EXERCISE DESCRIPTION >> Transcribe the records below in their entirety, and leave out each image.
####################
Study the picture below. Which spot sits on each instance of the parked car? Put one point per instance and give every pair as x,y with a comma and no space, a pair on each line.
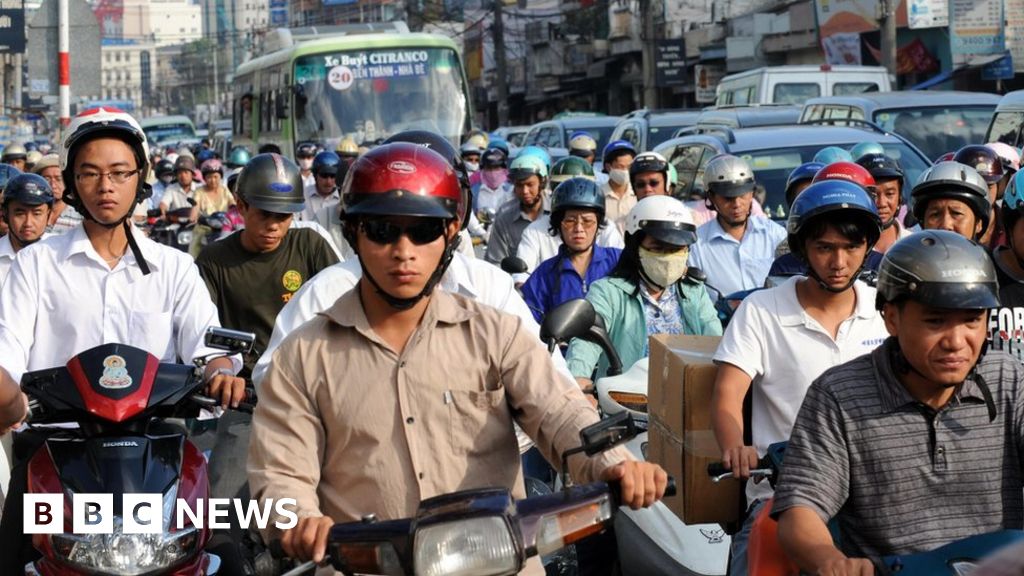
556,133
1008,122
772,154
936,122
795,84
512,134
647,128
####################
FINISHED TASK >>
Study the picture below. Which spot sits on each instance of the parked car? Put one point per instance and give every pair as x,y with a comma and no space, a pair on each line.
556,133
1008,122
772,154
936,122
795,84
512,134
647,128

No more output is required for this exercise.